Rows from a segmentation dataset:
***

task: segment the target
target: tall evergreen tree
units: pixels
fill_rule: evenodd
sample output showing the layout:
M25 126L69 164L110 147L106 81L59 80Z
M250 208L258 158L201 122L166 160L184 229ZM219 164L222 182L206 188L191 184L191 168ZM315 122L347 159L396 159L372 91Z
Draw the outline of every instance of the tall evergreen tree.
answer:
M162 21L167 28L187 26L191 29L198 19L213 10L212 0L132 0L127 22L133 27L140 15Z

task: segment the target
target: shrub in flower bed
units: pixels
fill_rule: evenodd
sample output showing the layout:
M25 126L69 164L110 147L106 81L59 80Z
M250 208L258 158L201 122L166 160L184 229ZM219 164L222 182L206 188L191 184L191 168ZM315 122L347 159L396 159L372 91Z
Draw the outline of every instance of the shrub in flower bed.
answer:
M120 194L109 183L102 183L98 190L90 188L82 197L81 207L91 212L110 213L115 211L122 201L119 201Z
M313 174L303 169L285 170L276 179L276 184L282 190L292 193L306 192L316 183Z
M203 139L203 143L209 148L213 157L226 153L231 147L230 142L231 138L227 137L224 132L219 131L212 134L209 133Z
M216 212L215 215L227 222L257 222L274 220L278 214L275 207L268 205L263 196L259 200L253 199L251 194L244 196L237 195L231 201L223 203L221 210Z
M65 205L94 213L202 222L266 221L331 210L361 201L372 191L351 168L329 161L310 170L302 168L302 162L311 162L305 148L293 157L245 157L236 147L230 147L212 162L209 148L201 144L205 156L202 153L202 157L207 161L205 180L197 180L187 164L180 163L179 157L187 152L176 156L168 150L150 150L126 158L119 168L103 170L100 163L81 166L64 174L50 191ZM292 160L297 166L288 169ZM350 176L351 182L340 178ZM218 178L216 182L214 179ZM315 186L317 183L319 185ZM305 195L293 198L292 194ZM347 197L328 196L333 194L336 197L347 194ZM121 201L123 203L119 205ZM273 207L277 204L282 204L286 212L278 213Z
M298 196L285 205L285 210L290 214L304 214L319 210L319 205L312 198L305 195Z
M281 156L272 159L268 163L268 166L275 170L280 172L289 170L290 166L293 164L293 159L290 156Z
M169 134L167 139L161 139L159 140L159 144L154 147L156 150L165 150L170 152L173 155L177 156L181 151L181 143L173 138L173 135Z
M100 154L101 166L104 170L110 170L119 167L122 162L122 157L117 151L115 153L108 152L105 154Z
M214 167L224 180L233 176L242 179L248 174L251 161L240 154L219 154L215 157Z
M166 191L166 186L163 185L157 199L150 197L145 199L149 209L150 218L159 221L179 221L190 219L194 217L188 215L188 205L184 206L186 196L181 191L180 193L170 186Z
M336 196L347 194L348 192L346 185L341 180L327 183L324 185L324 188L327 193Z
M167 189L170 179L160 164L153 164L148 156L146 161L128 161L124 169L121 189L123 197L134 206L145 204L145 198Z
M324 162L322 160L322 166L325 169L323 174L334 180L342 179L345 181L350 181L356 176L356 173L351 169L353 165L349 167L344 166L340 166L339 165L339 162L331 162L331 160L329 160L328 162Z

***

Word for word, restate all of the data shown above.

task: segment the target
target: tall evergreen tree
units: pixels
fill_rule: evenodd
sample output showing the layout:
M25 126L69 164L110 147L106 81L59 80Z
M250 208L258 158L201 122L166 160L184 229ZM219 164L222 182L206 188L191 184L191 168ZM315 122L347 159L396 159L372 91Z
Draw the outline of every instance of the tall evergreen tree.
answer:
M162 21L167 28L187 26L191 29L198 19L213 10L212 0L132 0L127 22L133 27L140 15Z

task: segment the target
target: shrub in flower bed
units: pixels
fill_rule: evenodd
sample output showing the layout:
M25 126L69 164L110 147L106 81L59 80Z
M250 208L258 158L201 122L166 160L184 229ZM219 164L222 182L206 188L191 184L191 168ZM315 122L347 159L396 159L372 91Z
Draw the outline of every instance of the shrub in flower bed.
answer:
M120 194L109 183L102 183L98 190L90 188L82 197L81 207L91 212L110 213L115 211L122 201L119 201Z
M313 174L303 169L285 170L276 179L276 184L282 190L292 193L306 192L316 183Z
M203 139L203 143L209 148L213 157L226 153L231 147L230 142L231 138L227 137L224 132L219 131L212 134L209 133Z
M216 212L215 215L227 222L257 222L274 220L278 214L275 207L268 205L263 196L259 200L253 199L251 194L244 196L237 195L231 201L223 203L221 210Z
M65 205L94 213L202 222L266 221L331 210L361 201L372 191L351 168L329 161L310 170L302 168L302 162L311 162L305 148L293 157L245 157L236 147L230 147L212 162L209 148L201 144L205 156L202 153L202 157L207 161L205 180L197 180L187 164L180 163L179 157L187 152L176 156L168 150L150 150L126 158L119 168L103 170L100 163L81 166L64 174L50 191ZM292 160L297 166L288 169ZM350 176L351 182L340 178ZM218 178L216 182L214 179ZM315 186L317 183L319 185ZM305 195L293 198L292 194ZM347 197L328 196L333 194L336 197L347 194ZM121 201L123 203L119 205ZM273 207L277 204L282 204L286 212L278 213Z
M298 196L285 205L285 210L290 214L304 214L319 210L319 205L312 198L305 195Z
M281 156L272 159L268 163L268 166L275 170L280 172L289 170L290 166L293 164L293 159L290 156Z
M169 134L167 139L161 139L159 140L159 144L154 147L156 150L165 150L170 152L173 155L177 156L181 151L181 143L173 138L173 135Z
M100 154L101 166L104 170L110 170L119 167L122 162L122 157L117 151L115 153L108 152L105 154Z
M214 167L224 180L233 176L242 179L248 174L251 161L240 154L219 154L215 157Z
M166 191L166 186L163 185L157 199L150 197L145 199L149 209L150 218L159 221L179 221L190 219L194 217L188 215L188 205L184 206L186 196L181 191L180 193L170 186Z
M336 196L347 194L348 192L346 185L341 180L327 183L324 185L324 188L327 193Z
M167 189L170 179L160 164L153 164L148 156L146 161L128 161L124 169L121 189L123 197L134 206L145 204L145 198Z
M324 162L322 160L322 166L325 169L323 174L334 180L342 179L345 181L350 181L356 176L356 173L351 169L353 165L349 167L344 166L340 166L339 165L339 162L331 162L331 160L329 160L328 162Z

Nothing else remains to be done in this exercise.